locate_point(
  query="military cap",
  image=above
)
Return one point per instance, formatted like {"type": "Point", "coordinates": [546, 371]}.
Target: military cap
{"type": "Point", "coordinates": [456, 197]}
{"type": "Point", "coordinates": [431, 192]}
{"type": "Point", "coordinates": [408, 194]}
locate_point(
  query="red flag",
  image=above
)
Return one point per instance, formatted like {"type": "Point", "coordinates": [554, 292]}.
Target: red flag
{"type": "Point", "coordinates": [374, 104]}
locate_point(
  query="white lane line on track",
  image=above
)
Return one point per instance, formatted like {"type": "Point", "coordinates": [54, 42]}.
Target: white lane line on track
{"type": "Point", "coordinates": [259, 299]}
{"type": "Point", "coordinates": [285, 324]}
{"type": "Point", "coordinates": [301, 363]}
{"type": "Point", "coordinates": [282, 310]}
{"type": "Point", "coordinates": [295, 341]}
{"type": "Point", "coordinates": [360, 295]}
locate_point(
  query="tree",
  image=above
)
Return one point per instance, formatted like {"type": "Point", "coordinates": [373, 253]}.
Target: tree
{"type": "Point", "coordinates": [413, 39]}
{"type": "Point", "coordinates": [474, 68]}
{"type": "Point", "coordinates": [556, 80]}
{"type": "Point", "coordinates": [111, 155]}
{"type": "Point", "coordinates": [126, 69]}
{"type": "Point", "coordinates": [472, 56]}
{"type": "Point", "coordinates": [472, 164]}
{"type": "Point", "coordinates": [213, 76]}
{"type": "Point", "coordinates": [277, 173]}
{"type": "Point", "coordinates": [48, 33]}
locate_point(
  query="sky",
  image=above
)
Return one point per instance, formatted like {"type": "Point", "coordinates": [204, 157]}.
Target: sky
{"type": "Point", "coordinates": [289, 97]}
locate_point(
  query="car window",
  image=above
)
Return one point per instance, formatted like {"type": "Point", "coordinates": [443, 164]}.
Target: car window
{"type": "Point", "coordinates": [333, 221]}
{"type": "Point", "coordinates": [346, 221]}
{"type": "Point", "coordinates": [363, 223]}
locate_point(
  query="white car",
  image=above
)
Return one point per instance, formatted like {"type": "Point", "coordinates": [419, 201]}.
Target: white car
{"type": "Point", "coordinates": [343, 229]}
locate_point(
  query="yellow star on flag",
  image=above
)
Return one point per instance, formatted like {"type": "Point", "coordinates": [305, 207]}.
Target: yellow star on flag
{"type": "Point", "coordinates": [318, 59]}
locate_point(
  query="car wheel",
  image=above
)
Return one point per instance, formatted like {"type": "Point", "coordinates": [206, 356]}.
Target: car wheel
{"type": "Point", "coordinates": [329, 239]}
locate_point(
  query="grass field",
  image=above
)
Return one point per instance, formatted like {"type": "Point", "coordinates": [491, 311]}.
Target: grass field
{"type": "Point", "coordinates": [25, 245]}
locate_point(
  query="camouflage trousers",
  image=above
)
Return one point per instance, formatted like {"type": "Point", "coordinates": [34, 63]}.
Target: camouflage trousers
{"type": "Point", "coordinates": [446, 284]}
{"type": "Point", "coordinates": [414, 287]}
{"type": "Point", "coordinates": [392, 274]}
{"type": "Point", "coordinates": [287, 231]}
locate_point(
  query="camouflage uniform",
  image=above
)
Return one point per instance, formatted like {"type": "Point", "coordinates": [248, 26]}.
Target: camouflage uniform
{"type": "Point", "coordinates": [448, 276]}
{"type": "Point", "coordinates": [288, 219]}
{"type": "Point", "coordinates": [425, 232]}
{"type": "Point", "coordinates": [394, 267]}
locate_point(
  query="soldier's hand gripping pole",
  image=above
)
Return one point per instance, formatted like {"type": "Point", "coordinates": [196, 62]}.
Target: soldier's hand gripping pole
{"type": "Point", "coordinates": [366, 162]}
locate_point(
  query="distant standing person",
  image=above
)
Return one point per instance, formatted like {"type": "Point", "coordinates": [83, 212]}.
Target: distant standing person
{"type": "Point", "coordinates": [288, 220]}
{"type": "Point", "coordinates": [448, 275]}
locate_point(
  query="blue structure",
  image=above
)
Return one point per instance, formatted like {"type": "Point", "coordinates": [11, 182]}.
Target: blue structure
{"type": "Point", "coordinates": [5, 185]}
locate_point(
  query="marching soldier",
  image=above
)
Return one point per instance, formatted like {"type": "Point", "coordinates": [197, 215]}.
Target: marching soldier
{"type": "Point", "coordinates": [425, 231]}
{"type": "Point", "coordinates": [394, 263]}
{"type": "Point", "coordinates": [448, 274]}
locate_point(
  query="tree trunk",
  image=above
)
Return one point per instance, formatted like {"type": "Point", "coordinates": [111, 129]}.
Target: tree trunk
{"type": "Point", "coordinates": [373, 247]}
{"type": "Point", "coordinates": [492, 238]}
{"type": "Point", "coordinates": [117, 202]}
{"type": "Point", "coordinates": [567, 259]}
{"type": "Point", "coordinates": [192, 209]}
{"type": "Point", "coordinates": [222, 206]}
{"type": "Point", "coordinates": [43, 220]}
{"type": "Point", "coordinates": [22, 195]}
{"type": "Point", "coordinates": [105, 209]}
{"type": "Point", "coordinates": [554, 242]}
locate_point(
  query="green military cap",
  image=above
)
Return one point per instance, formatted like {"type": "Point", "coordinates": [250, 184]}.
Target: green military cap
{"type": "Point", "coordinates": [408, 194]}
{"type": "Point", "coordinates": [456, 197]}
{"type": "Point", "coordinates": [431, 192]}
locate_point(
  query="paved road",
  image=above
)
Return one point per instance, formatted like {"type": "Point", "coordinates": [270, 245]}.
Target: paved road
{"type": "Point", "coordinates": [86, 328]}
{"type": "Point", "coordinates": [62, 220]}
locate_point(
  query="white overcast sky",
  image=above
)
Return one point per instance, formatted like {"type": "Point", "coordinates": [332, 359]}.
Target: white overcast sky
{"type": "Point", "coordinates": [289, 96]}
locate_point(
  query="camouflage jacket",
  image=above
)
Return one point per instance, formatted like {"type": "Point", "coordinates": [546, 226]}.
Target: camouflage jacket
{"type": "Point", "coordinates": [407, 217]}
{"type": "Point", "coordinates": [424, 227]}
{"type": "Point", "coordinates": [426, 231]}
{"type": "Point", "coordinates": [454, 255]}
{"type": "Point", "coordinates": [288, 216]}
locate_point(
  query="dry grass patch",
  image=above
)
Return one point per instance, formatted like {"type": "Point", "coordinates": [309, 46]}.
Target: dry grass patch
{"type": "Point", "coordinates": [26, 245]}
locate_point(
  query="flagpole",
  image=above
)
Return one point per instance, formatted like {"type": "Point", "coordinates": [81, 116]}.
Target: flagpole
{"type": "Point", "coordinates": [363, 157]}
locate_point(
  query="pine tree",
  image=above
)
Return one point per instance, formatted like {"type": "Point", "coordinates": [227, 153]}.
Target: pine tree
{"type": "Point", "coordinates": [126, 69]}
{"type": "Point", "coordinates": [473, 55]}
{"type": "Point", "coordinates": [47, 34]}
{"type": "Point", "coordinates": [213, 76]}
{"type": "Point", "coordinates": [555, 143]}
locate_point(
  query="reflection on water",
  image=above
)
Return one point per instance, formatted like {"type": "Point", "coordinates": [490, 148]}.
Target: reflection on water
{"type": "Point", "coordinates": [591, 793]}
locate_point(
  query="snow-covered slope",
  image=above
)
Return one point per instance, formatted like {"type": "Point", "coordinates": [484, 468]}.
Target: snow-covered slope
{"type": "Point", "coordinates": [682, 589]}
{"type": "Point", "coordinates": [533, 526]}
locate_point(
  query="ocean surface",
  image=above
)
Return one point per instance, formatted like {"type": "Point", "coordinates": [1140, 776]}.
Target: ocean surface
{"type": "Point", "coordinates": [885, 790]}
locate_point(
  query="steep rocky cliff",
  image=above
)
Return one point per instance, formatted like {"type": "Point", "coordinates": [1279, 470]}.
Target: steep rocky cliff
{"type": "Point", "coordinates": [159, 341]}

::::::

Please report how many lines in the rows above contain the word "white", giving only the number.

6